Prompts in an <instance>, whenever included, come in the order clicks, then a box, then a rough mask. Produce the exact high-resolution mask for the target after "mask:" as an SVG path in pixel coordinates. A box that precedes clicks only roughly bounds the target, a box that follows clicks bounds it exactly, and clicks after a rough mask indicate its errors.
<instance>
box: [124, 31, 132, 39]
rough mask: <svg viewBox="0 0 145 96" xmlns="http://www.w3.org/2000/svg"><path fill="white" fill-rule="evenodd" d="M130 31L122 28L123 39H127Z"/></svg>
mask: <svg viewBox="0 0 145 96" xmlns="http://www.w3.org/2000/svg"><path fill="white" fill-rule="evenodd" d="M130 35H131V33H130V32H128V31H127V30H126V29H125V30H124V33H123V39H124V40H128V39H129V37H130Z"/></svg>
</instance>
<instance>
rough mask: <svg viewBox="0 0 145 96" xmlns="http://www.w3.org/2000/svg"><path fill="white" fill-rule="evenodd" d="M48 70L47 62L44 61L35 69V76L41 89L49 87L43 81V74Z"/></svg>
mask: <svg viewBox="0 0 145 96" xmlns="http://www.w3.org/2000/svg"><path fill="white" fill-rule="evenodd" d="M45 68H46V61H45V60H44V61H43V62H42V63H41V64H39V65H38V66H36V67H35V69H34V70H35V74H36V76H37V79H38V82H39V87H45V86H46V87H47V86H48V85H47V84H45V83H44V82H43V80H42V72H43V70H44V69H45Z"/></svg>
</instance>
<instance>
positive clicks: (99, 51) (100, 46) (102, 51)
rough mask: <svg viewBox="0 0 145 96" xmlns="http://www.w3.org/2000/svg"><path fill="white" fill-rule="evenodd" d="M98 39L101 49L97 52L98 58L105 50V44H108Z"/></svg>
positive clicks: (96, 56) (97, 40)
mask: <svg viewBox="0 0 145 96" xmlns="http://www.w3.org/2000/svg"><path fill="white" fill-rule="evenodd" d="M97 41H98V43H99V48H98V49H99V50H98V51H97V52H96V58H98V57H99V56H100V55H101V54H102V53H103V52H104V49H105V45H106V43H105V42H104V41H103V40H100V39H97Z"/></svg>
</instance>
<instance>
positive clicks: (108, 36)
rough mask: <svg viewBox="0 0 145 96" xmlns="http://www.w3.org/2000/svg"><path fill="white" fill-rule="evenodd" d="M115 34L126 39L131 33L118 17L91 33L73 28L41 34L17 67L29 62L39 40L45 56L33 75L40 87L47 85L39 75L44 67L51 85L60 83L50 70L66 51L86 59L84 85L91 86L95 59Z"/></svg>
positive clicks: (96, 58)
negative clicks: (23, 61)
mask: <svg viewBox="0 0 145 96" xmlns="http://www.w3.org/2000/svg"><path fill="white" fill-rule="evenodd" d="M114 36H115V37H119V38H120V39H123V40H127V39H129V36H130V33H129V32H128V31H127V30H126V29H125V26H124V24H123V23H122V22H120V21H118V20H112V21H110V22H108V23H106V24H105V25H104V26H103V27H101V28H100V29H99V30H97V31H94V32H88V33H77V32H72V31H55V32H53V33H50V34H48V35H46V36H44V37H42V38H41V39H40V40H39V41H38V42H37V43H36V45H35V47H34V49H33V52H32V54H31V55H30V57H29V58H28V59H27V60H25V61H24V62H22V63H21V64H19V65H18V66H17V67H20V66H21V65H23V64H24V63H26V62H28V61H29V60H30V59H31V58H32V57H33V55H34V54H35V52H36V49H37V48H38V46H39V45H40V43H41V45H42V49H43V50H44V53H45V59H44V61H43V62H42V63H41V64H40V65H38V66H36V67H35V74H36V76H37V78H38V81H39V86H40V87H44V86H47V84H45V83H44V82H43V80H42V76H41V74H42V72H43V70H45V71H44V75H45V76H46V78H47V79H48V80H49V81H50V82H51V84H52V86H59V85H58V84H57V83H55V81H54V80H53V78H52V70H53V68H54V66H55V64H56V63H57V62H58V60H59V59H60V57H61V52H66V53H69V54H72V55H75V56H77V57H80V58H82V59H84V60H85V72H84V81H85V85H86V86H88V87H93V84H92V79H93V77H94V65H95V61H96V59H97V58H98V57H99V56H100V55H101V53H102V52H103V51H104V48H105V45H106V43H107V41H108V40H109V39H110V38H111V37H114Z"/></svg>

☆ ☆ ☆

Nothing but the lines from the one containing "positive clicks: (108, 36)" to the end of the records above should appear, each copied exactly.

→ Task solution
positive clicks: (108, 36)
rough mask: <svg viewBox="0 0 145 96" xmlns="http://www.w3.org/2000/svg"><path fill="white" fill-rule="evenodd" d="M115 34L126 39L131 33L118 17L91 33L73 28L41 34L17 67L29 62L39 40L45 56L33 75L40 87L47 85L39 75L44 67L51 85L60 83L50 70L66 51L86 59L84 85L91 86L95 59Z"/></svg>
positive clicks: (96, 58)
negative clicks: (23, 61)
mask: <svg viewBox="0 0 145 96" xmlns="http://www.w3.org/2000/svg"><path fill="white" fill-rule="evenodd" d="M114 36H115V37H119V38H120V39H123V40H127V39H129V36H130V33H129V32H128V31H127V30H126V29H125V26H124V24H123V23H122V22H120V21H118V20H112V21H110V22H108V23H106V24H105V25H104V26H103V27H101V28H100V29H99V30H97V31H94V32H88V33H77V32H72V31H55V32H53V33H50V34H48V35H46V36H44V37H42V38H41V39H40V40H39V41H38V42H37V43H36V45H35V47H34V49H33V52H32V54H31V55H30V57H29V58H28V59H27V60H25V61H24V62H22V63H21V64H19V65H18V66H17V67H20V66H21V65H23V64H24V63H26V62H28V61H29V60H30V59H31V58H32V57H33V55H34V54H35V52H36V49H37V48H38V46H39V45H40V43H41V45H42V49H43V50H44V53H45V59H44V61H43V62H42V63H41V64H40V65H38V66H36V67H35V74H36V76H37V78H38V81H39V86H40V87H44V86H47V84H45V83H44V82H43V80H42V76H41V74H42V72H43V70H45V71H44V75H45V76H46V78H47V79H48V80H49V81H50V82H51V84H52V86H59V85H58V84H57V83H55V81H54V80H53V78H52V70H53V68H54V66H55V64H56V63H57V62H58V60H59V59H60V57H61V52H66V53H69V54H72V55H75V56H77V57H80V58H82V59H84V60H85V72H84V81H85V85H86V86H88V87H93V84H92V79H93V77H94V65H95V61H96V59H97V58H98V57H99V56H100V55H101V53H102V52H103V51H104V48H105V45H106V43H107V41H108V40H109V39H110V38H111V37H114Z"/></svg>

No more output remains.